■ Travail demandé:
1 – Répondez aux questions suivantes d'après l'extrait sur les encres de sérigraphie.
(a) Combien de couleurs de base mono-pigmentaires compte le second système ?
(b) Quelle proportion de base utilise-t-on environ dans le système « base + concentrés » ?
(c) Par quel type de prise le logiciel peut-il être relié à une balance ?
2 – Recopiez mot pour mot tout le passage de l'extrait sur les encres de sérigraphie qui va de « Mais la fonction » jusqu'à « Pantone à recycler. ».

Base et concentrés pigmentaires
Le second système utilise une base opaque de mélange dans laquelle on ajoute les concentrés de pigments des 10 couleurs de base mono-pigmentaires (dont le blanc et le noir) et de 5 teintes fluorescentes. La formulation est calibrée, là aussi, pour une maille 62 sur sous-couche blanche ou sur vêtement blanc ou clair.
Dans ce système, la formule de notre jaune 102 C devient :
- Epic Mixing Base – base de mélange opaque : 763,88 g (76,39 %)
- Epic Extra White PC – Blanc extra concentré : 111,11 g (11,11 %)
- Epic Electron Yellow PC – Jaune Electron concentré fluorescent : 77,78 g (7,78 %)
- Epic Bright Yellow PC – Jaune clair concentré : 47,23 g (4,72 %)
Là aussi la teinte sera opaque grâce à la base et au blanc et sera fraîche grâce au fluorescent jaune.
Le système « base + concentrés » offre une réelle souplesse à l’emploi. Il a l’avantage de pouvoir utiliser plusieurs bases différentes pour s’adapter à tous types de textiles (coton, polycoton, 100 % polyester) et permet l’utilisation de bases à effets (stretch, puff, HD, etc.). On stocke uniquement les concentrés pigmentaires qui peuvent être ajoutés dans toutes les bases.
Ce système, qui existe pour les plastisols et pour les encres à l’eau, est donc à la fois le plus souple et le plus économique car on va utiliser un maximum de base (près de 80 % contre 20 % de concentrés de pigments à coût plus élevés).
Le logiciel de formulation
Ces formules, également appelées recettes, sont disponibles sous forme de fichiers PDF ou dans le logiciel du fournisseur d’encre, tournant souvent sous Windows sur un PC. Le spécialiste des encres plastisol Polyone Wilflex va même en proposer cet été une version sous Androïd, pour les smartphones et les tablettes, afin que l’utilisation en soit facilitée dans les ateliers.
Mais la fonction du logiciel ne s’arrête pas là. Il peut aussi permettre de calculer la quantité à mélanger en fonction du nombre de vêtements à imprimer, de la surface imprimée et de l’écran utilisé. On évite ainsi les manques d’encre ou les retours de teintes Pantone en surplus.
Le coût de la formule est aussi calculé par le logiciel, en fonction des prix d’achat des encres entrés en mémoire. Mais comme, malgré tout, on ne pourra pas éviter quelquefois des retours d’encre, le logiciel sait les gérer et recycler le Pantone en surplus dans une teinte future. Il corrige alors la formule pour y intégrer le Pantone à recycler.
Pour compléter le dispositif, le logiciel peut être relié à une balance par une prise USB, offrant une aide à la pesée par affichage graphique du niveau du dosage à l’écran. Ce système est très pratique pour éviter les surdosages.

■ Données présentées:
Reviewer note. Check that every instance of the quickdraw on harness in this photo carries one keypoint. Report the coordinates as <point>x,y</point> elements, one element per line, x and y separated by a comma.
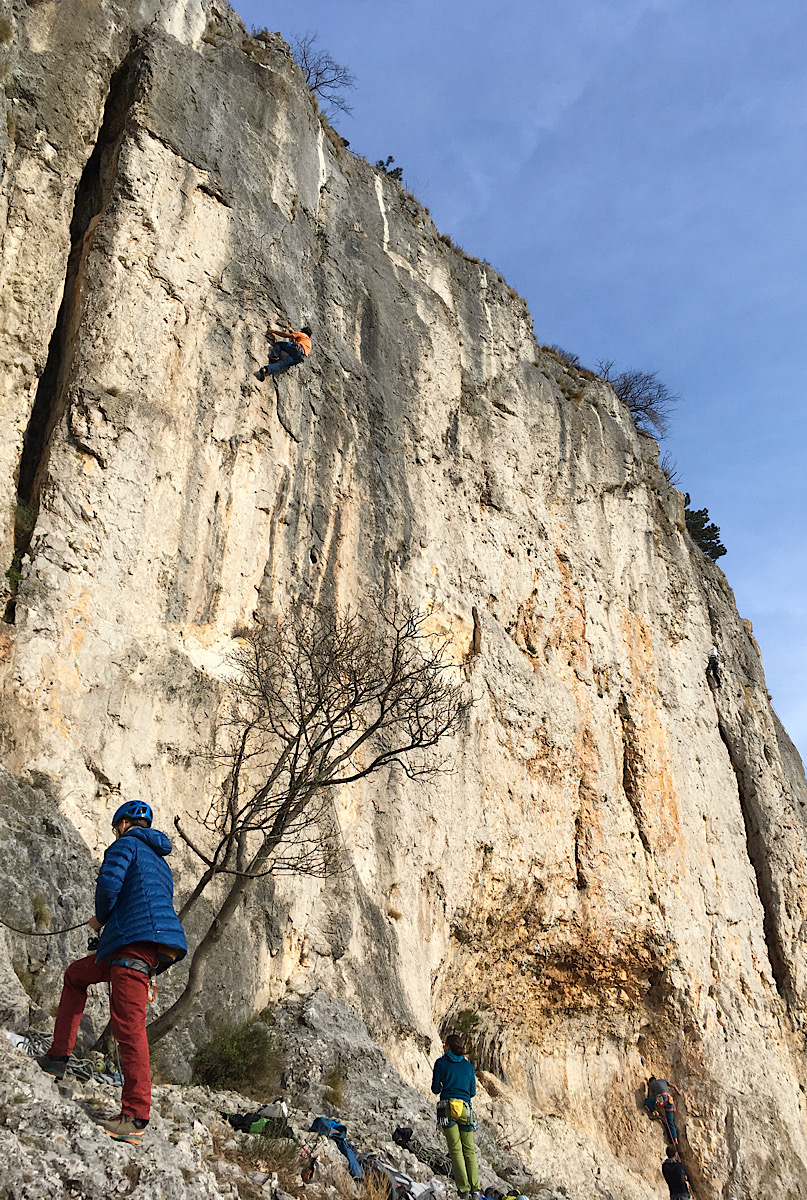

■ Corrigés des tâches:
1 –
(a) 10 couleurs de base mono-pigmentaires, dont le blanc et le noir.
(b) Près de 80 % de base.
(c) Par une prise USB.

2 –
Mais la fonction du logiciel ne s’arrête pas là. Il peut aussi permettre de calculer la quantité à mélanger en fonction du nombre de vêtements à imprimer, de la surface imprimée et de l’écran utilisé. On évite ainsi les manques d’encre ou les retours de teintes Pantone en surplus.
Le coût de la formule est aussi calculé par le logiciel, en fonction des prix d’achat des encres entrés en mémoire. Mais comme, malgré tout, on ne pourra pas éviter quelquefois des retours d’encre, le logiciel sait les gérer et recycler le Pantone en surplus dans une teinte future. Il corrige alors la formule pour y intégrer le Pantone à recycler.